WHAT IS BEING ASKED:
Make an exact copy of all the records.
------------------------------------
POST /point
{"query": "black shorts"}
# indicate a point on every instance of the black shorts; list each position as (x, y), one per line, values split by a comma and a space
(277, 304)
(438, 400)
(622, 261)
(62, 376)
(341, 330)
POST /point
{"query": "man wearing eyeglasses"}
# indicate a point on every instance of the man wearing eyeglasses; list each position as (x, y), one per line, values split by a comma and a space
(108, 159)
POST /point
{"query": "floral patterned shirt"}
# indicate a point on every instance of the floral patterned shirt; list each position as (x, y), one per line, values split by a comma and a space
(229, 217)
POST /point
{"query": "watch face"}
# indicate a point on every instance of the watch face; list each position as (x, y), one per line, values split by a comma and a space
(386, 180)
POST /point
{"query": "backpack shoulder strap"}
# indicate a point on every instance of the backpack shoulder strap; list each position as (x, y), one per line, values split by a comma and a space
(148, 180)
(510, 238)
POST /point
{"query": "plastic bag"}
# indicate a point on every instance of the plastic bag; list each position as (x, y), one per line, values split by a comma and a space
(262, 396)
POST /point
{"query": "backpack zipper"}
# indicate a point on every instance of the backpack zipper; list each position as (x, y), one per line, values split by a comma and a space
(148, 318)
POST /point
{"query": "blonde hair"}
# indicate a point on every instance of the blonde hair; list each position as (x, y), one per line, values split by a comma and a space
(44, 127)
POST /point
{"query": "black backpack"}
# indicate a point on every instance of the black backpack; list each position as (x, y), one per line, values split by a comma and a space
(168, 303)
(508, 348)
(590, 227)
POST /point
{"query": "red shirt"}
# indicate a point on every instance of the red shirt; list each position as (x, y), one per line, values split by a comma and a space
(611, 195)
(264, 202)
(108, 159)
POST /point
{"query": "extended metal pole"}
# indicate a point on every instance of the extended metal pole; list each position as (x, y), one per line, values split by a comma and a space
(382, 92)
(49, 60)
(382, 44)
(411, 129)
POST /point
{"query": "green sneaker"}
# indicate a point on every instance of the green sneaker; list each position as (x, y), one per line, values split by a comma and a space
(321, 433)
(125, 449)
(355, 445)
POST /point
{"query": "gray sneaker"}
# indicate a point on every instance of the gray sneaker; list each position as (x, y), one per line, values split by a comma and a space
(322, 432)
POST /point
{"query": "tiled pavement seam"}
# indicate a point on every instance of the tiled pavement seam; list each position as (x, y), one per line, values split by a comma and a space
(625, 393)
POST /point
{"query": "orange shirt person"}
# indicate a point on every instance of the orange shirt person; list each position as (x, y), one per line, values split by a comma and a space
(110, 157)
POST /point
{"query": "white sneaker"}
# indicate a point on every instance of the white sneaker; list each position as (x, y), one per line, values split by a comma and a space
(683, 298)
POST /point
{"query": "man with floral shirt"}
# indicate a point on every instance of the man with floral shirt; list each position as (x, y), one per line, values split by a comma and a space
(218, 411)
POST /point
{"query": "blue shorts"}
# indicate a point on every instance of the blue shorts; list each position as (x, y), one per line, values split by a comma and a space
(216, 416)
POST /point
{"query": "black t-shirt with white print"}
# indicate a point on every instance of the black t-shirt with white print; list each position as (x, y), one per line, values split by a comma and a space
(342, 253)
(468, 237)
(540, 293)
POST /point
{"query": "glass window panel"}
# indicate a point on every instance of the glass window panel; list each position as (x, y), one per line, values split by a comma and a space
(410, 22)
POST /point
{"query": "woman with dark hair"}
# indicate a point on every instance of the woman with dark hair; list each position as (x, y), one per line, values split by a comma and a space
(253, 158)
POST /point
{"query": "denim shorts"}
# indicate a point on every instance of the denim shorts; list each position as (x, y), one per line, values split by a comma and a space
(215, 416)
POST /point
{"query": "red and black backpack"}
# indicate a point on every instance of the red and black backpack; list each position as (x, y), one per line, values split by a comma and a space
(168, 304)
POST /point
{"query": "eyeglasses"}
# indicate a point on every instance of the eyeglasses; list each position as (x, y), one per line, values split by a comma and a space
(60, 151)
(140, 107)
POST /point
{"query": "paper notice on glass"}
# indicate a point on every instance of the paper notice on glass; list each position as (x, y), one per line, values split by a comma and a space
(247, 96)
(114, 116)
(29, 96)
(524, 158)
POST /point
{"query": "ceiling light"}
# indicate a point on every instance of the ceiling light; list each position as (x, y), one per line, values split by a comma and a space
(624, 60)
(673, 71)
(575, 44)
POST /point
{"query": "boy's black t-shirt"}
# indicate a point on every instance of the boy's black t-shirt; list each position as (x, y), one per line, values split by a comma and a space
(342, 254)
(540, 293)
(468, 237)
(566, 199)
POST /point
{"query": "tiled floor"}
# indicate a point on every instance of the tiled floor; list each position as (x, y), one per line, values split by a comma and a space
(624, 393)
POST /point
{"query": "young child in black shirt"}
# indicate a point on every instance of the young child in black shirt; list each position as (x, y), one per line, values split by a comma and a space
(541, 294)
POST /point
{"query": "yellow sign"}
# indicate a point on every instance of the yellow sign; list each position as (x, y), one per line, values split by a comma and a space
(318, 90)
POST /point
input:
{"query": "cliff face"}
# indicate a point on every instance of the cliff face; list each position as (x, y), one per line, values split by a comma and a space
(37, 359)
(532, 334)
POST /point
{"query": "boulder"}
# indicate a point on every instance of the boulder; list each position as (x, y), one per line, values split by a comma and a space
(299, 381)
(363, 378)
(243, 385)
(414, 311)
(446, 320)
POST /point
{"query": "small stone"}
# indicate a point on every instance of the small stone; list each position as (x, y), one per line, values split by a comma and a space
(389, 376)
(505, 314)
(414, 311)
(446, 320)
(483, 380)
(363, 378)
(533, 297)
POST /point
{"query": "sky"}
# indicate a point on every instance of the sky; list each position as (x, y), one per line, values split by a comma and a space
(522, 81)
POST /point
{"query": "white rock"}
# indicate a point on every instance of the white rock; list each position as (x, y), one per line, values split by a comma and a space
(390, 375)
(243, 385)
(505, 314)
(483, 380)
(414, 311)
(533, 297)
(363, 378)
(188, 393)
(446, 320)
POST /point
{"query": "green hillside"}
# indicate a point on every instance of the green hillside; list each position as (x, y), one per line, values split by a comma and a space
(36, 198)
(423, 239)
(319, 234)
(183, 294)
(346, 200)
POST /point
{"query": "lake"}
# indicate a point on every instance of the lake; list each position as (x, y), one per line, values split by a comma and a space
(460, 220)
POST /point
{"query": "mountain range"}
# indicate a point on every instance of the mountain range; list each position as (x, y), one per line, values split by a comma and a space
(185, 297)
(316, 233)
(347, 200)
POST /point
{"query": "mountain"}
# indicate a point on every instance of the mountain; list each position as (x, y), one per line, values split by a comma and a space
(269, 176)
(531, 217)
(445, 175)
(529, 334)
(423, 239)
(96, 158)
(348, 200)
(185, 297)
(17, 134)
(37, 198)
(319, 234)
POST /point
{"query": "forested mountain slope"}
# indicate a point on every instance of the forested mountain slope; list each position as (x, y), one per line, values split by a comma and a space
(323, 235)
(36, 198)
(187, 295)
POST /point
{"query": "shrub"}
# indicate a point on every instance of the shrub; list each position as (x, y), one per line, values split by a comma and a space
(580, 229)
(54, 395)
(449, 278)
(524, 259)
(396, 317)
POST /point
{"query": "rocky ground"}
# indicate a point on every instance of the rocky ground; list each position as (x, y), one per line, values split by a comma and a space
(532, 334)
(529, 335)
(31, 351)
------------------------------------
WRITTEN SOLUTION:
POST /point
{"query": "black shorts"}
# indicate a point on every instance of the black shorts; list each position as (x, y), one per line, values split by a comma and a space
(277, 304)
(438, 400)
(622, 261)
(62, 376)
(341, 330)
POST /point
{"query": "man wearing eyeglasses"}
# indicate a point on every instance of the man wearing eyeglasses; list each position as (x, y), one per line, values split by a comma and a space
(108, 159)
POST /point
{"query": "floral patterned shirt"}
# indicate a point on every instance of the floral patterned shirt; list each position as (x, y), one per line, values split by a comma and a space
(229, 217)
POST /point
{"query": "watch face"}
# indicate a point on every instance of the watch face; list each position as (x, y), one per line, values split by a comma and a space
(386, 180)
POST /point
{"query": "backpack shoulder strap"}
# indicate a point on every instance of the backpack shoulder strap; list each position as (x, y), one per line, values split by a comma and a space
(148, 180)
(510, 238)
POST /point
{"query": "plastic bag"}
# indicate a point on every instance of the plastic bag; list each position as (x, y), one per line, values split by a comma and a space
(262, 396)
POST /point
{"query": "backpack zipper"}
# indicate a point on every instance of the backpack zipper; list each position as (x, y), one per line, values split by a comma and a space
(148, 318)
POST /point
{"query": "blonde hair"}
# indicate a point on every instance of the blonde hair; list each position as (x, y), one per line, values split by a comma and a space
(44, 127)
POST /point
{"query": "black backpack"}
# indicate a point on every instance of the black backpack; list each position as (x, y), one per line, values split by a comma and a space
(168, 303)
(508, 348)
(590, 227)
POST /point
{"query": "red shirt"}
# indicate a point on every instance of the red shirt; list each position as (x, y), one per line, values split by a comma and a space
(611, 195)
(264, 202)
(108, 159)
POST /point
{"query": "extended metal pole"}
# indicate a point on every instance of the extended metal pole; list each position as (x, y), one per line, values split by a comma and a space
(382, 92)
(49, 60)
(382, 44)
(411, 129)
POST /point
{"query": "green sneaker"}
# indicate a point on every instance of the green sneaker; list each position as (x, y), one per line, values split by a comma and a space
(321, 433)
(125, 449)
(355, 445)
POST /point
{"query": "gray sneaker"}
# indicate a point on every instance of the gray sneaker; list each position as (x, y), one per line, values split by a comma and a space
(322, 432)
POST /point
{"query": "tiled pavement seam"}
# indicate a point on every instance of the tiled pavement seam; list each position as (x, y), one per line, values split by a comma and a space
(625, 393)
POST /point
{"query": "orange shirt person"}
# indicate a point on every instance of the orange shirt person; list each position as (x, y), one per line, values split by a comma and a space
(110, 157)
POST /point
{"query": "white sneaker"}
# indicate a point on every instance of the white sneaker; list each position as (x, y), one per line, values split by a comma and a space
(683, 298)
POST /point
{"query": "man with floral shirt"}
# indicate a point on every instance of the man with floral shirt; list each position as (x, y), one per line, values split by a comma and a space
(218, 411)
POST /point
{"query": "blue shorts"}
# indicate a point on every instance of the blue shorts; list each position as (x, y), one per line, values split by a comma and a space
(216, 416)
POST /point
{"query": "black t-shirt with white print"}
# indicate a point on every instance of the black t-shirt with white print; list each position as (x, y), one per line, values split by a comma and a space
(342, 253)
(468, 237)
(540, 293)
POST /point
{"query": "glass window panel"}
# indicate a point on every instance of the glass window panel; list each position as (x, y), one per line, values split by a comma and a space
(410, 22)
POST /point
{"query": "woman with dark hair"}
# indicate a point on every instance of the woman with dark hair; list each position as (x, y), one per line, values split by a comma and a space
(253, 158)
POST /point
{"query": "denim shorts"}
# indicate a point on every instance of the denim shorts; list each position as (x, y), one per line, values split by a comma and a space
(215, 416)
POST /point
{"query": "red and black backpack"}
# indicate a point on every instance of the red and black backpack; list each position as (x, y), one per line, values split by a comma and a space
(168, 304)
POST /point
{"query": "eyeglasses"}
# indicate a point on every instance of the eyeglasses; list each position as (x, y), one per line, values split by a comma and a space
(60, 151)
(140, 107)
POST /point
{"query": "paper notice on glass"}
# indicate a point on every instance of the paper notice on glass; list each position as (x, y), one per line, values split by a comma and a space
(247, 96)
(114, 116)
(29, 96)
(524, 158)
POST /point
{"query": "ceiling light"}
# indicate a point on every instance of the ceiling light; list each position as (x, y), one per line, values split by a comma and a space
(624, 60)
(673, 71)
(575, 44)
POST /point
{"query": "boy's black t-shirt"}
# indicate a point on every instance of the boy's black t-shirt; list each position as (x, y), one per line, values split by a comma and a space
(342, 254)
(540, 293)
(468, 237)
(566, 199)
POST /point
{"query": "tiled floor"}
# indicate a point on every instance of the tiled floor; list each position as (x, y), one per line, values split by a comma and a space
(624, 393)
POST /point
{"query": "young child in black shirt"}
# indicate a point on every instance of the young child in black shirt; list each position as (x, y), one per line, values split by a comma and a space
(541, 294)
POST /point
{"query": "yellow sign"}
# indicate a point on every instance of the yellow sign; list each position as (x, y), one per line, values split by a comma and a space
(318, 90)
POST /point
input:
{"query": "cliff face"}
# indicate a point on every instance of the cliff face; list each position as (x, y), one per line, values split by a comma and a space
(37, 359)
(532, 334)
POST /point
{"query": "boulder"}
# indicate a point on every instance of the boulder; list each position as (x, y), one per line, values split by a comma and a space
(299, 381)
(363, 378)
(243, 385)
(414, 311)
(446, 320)
POST /point
{"query": "small stone"}
# indicate a point on every instance of the small stone; list each position as (x, y), one per line, values split by a comma and a space
(389, 376)
(505, 314)
(414, 311)
(446, 320)
(483, 380)
(363, 378)
(533, 297)
POST /point
{"query": "sky"}
# indicate a point on every instance of the sky; list each position as (x, y), one per line, values split by a comma and a space
(522, 81)
POST /point
{"query": "white rock"}
# indicate a point on every instance of the white rock; list each position as (x, y), one per line, values split by a comma and a space
(390, 375)
(243, 385)
(505, 314)
(483, 380)
(414, 311)
(533, 297)
(363, 378)
(188, 393)
(446, 320)
POST /point
{"query": "green hillside"}
# indicate a point on every instance of the green hillside; list each position as (x, y), one per line, values split by a comma and a space
(36, 198)
(423, 239)
(319, 234)
(183, 294)
(346, 200)
POST /point
{"query": "lake"}
# indicate a point on every instance of the lake; list each position as (x, y), one per line, values split by a comma and a space
(460, 220)
POST /point
{"query": "mountain range"}
# indicate a point on every instance of the mountain range; list each position as (x, y), one per line, values split by a comma and a space
(185, 297)
(316, 233)
(347, 200)
POST /point
{"query": "mountain"}
# indicate a point on every instance of the mountain; list each position as (x, y), one per line, values split by a comma and a space
(269, 176)
(531, 217)
(445, 175)
(529, 334)
(423, 239)
(96, 158)
(348, 200)
(185, 297)
(17, 134)
(37, 198)
(319, 234)
POST /point
{"query": "forested mountain slope"}
# indicate a point on every instance of the forested mountain slope; list each position as (x, y), one per line, values split by a comma and a space
(323, 235)
(36, 198)
(187, 295)
POST /point
{"query": "shrub"}
# indicate a point on every instance of the shrub; list each position as (x, y), one per line, values split by a comma and a space
(580, 229)
(54, 395)
(449, 278)
(524, 259)
(396, 317)
POST /point
{"query": "rocky ground"}
# indicate a point on every instance of the rocky ground; list each position as (x, y), one per line, values split by a comma and a space
(532, 334)
(529, 335)
(31, 351)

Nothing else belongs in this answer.